- Prompt
Copy out the records below exactly as they appear.

Referring expression data:
------------------------------------------------------------------------

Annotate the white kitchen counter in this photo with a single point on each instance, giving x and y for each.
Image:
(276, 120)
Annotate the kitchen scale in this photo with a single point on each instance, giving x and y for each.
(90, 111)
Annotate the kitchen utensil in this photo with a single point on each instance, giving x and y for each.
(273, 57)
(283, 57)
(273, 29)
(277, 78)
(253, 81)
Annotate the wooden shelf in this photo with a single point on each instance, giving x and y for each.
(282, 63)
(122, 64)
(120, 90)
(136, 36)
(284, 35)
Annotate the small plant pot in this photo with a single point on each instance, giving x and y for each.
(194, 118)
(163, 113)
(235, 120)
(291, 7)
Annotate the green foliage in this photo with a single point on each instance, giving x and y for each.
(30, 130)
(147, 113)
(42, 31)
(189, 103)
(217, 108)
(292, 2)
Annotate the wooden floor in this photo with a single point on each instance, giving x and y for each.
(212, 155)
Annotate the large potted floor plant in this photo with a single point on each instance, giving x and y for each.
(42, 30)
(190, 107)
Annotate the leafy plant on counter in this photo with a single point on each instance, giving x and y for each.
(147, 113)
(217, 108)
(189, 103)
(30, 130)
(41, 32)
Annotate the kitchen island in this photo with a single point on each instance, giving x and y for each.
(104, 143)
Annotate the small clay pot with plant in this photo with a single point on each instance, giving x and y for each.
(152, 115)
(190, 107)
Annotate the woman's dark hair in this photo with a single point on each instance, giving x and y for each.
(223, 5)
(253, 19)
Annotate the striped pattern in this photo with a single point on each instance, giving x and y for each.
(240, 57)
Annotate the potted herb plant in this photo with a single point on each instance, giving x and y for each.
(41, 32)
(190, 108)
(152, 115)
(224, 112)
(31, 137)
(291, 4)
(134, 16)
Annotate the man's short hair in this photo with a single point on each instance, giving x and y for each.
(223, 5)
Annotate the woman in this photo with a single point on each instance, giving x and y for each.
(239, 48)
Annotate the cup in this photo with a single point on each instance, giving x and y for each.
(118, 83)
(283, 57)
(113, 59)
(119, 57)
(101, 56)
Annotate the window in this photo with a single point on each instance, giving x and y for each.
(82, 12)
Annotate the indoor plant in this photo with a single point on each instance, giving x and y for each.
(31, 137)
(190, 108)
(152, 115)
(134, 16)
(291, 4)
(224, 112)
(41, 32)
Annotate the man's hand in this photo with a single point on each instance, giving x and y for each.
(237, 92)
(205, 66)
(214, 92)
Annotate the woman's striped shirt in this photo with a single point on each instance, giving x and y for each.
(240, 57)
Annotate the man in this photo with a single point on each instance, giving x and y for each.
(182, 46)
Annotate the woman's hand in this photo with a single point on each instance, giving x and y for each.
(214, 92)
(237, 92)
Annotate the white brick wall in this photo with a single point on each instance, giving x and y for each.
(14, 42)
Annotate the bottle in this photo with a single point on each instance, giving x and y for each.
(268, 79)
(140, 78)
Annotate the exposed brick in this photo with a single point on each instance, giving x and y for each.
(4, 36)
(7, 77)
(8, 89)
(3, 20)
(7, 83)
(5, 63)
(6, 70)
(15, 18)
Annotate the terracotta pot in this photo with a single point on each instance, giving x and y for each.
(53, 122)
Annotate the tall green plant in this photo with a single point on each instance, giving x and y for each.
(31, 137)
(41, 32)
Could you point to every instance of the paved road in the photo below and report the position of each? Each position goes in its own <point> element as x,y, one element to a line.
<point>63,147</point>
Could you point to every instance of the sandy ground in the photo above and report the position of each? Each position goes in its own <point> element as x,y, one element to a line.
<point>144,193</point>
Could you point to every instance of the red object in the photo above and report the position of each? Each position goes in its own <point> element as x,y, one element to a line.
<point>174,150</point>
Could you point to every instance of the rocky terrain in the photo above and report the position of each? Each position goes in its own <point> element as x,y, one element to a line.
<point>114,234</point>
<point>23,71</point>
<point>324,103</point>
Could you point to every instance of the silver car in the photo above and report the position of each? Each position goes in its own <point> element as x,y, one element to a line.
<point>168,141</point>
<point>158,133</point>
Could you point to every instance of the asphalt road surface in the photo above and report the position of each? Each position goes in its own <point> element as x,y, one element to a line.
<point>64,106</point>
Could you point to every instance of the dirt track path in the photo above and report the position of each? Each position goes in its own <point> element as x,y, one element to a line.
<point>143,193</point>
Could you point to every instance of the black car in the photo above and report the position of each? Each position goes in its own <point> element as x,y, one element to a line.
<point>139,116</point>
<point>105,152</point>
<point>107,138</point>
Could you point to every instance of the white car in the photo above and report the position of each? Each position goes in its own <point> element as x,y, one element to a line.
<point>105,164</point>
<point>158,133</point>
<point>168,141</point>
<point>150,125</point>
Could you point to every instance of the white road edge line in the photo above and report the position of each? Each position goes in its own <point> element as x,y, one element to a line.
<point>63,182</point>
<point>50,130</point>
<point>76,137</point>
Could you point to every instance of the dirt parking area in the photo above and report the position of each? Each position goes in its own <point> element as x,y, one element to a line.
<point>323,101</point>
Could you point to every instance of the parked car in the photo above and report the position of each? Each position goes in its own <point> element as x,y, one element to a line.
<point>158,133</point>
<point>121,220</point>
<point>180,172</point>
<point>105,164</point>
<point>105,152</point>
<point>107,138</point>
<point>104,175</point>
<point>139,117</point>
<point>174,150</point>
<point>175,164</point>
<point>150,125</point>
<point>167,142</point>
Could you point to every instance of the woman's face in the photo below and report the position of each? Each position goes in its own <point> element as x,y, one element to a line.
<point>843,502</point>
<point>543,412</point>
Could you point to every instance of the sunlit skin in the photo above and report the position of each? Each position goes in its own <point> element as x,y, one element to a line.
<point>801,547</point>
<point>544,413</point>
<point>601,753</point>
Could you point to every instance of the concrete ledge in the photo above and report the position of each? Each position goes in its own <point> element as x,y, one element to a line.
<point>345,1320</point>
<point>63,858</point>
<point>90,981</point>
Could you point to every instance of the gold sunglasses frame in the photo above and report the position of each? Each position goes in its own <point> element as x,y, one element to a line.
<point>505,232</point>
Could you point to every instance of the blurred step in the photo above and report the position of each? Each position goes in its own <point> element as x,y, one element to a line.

------------------------------------------------------------------------

- Answer below
Annotate the white kitchen counter in this photo with a single point on each instance, giving x and y for each.
Image:
(276, 120)
Annotate the kitchen scale in this photo with a single point on each instance, giving x and y for each.
(90, 111)
Annotate the kitchen utensil in this photo with a single point on each instance, giving x and y for each.
(273, 57)
(283, 57)
(273, 29)
(277, 78)
(253, 81)
Annotate the wooden shelf in this photo with a single point on each instance, giving x and y for each.
(282, 63)
(122, 64)
(120, 90)
(136, 36)
(284, 35)
Annotate the small plant pot in this photo with a single point on each instance, giving x and y for each.
(194, 118)
(163, 113)
(235, 120)
(291, 7)
Annotate the green foliage in this photo with a single point on each instance, giving x and y for each.
(30, 130)
(147, 113)
(42, 31)
(189, 103)
(217, 108)
(292, 2)
Annotate the wooden floor in this photo with a single point on each instance, giving x and y for each.
(212, 155)
Annotate the large potted floor plant in this photo with a single point on each instance, giving x and y for each.
(42, 30)
(190, 107)
Annotate the leafy plant on counter in this photo with a single point on each instance, giving x and y for each.
(147, 113)
(217, 108)
(189, 103)
(30, 130)
(41, 32)
Annotate the kitchen island in this photo with a single point on each instance, giving x and y for each.
(104, 143)
Annotate the small clay pot with plant in this photo with a single point on each instance, giving x and y for each.
(152, 115)
(190, 107)
Annotate the woman's dark hair in this photo with a single point on each instance, giving x and y for each.
(223, 5)
(253, 19)
Annotate the striped pattern in this photo with a single point on each instance, giving x and y for each.
(240, 57)
Annotate the potted herb plant in this photo with a single point on each instance, giving x and y for each.
(41, 32)
(190, 108)
(152, 115)
(224, 112)
(31, 137)
(291, 4)
(134, 16)
Annotate the man's short hair in this photo with a single point on each instance, giving x and y for each.
(223, 5)
Annotate the woman in this photo with a single point on each instance, giving x and y for each.
(239, 48)
Annotate the cup in this photo with a single point on each instance, giving x and y for each.
(118, 83)
(283, 57)
(113, 59)
(119, 57)
(101, 56)
Annotate the window in this photo with a single point on each instance, giving x and y for each.
(82, 12)
Annotate the indoor plant in this photo with a single point on each instance, giving x and y for each.
(31, 137)
(190, 108)
(152, 115)
(134, 16)
(291, 4)
(224, 112)
(41, 32)
Annotate the man's hand in this photo with a single point on each instance, giving x and y for each.
(237, 92)
(205, 66)
(214, 92)
Annotate the woman's striped shirt in this photo with a single point on each instance, giving x and y for each.
(240, 57)
Annotate the man in this photo with a single point on each instance, giving x and y for each.
(182, 46)
Annotate the woman's hand in this photo with a single point on each instance, giving x and y for each.
(214, 92)
(237, 92)
Annotate the white brick wall in this photo with a single point on each instance, giving x and y for each.
(14, 42)
Annotate the bottle in this photo with a single point on each instance, giving x and y for each.
(268, 79)
(140, 78)
Annotate the exposed brick in this photo with a single point on each instance, giving x and y for each.
(4, 36)
(7, 77)
(8, 89)
(3, 20)
(7, 83)
(5, 63)
(6, 70)
(15, 18)
Annotate the terracotta pot in this photo with a single point on each instance, giving x and y for each.
(53, 122)
Annotate the tall green plant in this photo with a single point on each instance, giving x and y for each.
(31, 137)
(41, 32)
Could you point to every instance of the paved road in the photo below and report the position of each? Each position goes in its own <point> element as x,y, one element to a line.
<point>63,147</point>
Could you point to every instance of the sandy ground in the photo above and report the position of each? Each position goes in its own <point> element as x,y, one element to a line.
<point>144,193</point>
Could you point to every instance of the red object in the photo above and report the position of each? Each position goes in its own <point> element as x,y, one element to a line.
<point>174,150</point>
Could you point to every instance of the rocky terrain in the photo above and report the position of each? Each position goes in its own <point> element as x,y, one element to a line.
<point>114,234</point>
<point>23,71</point>
<point>324,103</point>
Could you point to every instance of the silver car in the photo above and report the position of each? Each position goes in its own <point> element as x,y, one element to a line.
<point>168,141</point>
<point>158,133</point>
Could you point to every instance of the asphalt road surface in the photo above and report the position of each? Each position goes in its own <point> element as x,y, one element to a line.
<point>64,106</point>
Could you point to every instance of the dirt track path in the photo above and report the position of each? Each position goes in its own <point> element as x,y, one element to a line.
<point>143,193</point>
Could you point to every instance of the black car in the photo above and report the position of each? Each position goes in its own <point> element as x,y, one element to a line.
<point>139,116</point>
<point>105,152</point>
<point>107,138</point>
Could you point to every instance of the white car in the photo above and report the position of each? Each position goes in its own <point> element as x,y, one element to a line.
<point>105,164</point>
<point>158,133</point>
<point>168,141</point>
<point>150,125</point>
Could you point to every instance of the white road edge line in the photo above and report the position of each? Each position goes in its own <point> element as x,y, one element to a line.
<point>63,182</point>
<point>50,130</point>
<point>76,137</point>
Could you point to every instance of the dirt parking area in the photo above and report the position of each? Each position goes in its own <point> element as x,y, one element to a line.
<point>323,101</point>
Could you point to every instance of the parked car in the photo above and report the position of each? Each position goes in its own <point> element as x,y, one element to a line.
<point>158,133</point>
<point>121,220</point>
<point>180,172</point>
<point>105,164</point>
<point>105,152</point>
<point>107,138</point>
<point>104,175</point>
<point>139,117</point>
<point>174,150</point>
<point>175,164</point>
<point>150,125</point>
<point>167,142</point>
Could you point to every instance of the woman's face in the photo below and report the position of each? Each position goes in its own <point> element as x,y, one element to a line.
<point>843,502</point>
<point>543,412</point>
Could you point to every instance of the sunlit skin in the photo above and report the position of each? Each position goes in its own <point> element as x,y, one element to a line.
<point>801,547</point>
<point>544,413</point>
<point>601,753</point>
Could you point to every instance of the concrete ledge in the photo above and report the position of each? Each position goes in its own <point> element as x,y, one element to a line.
<point>345,1320</point>
<point>63,858</point>
<point>90,981</point>
Could you point to every instance of the gold sunglasses frame in the photo above and report the position of each? Each position goes in its own <point> element as x,y, one element to a line.
<point>505,232</point>
Could you point to every instance of the blurred step in the photo above and report the position of each? Each position goes in its own <point> element as x,y, one element to a line.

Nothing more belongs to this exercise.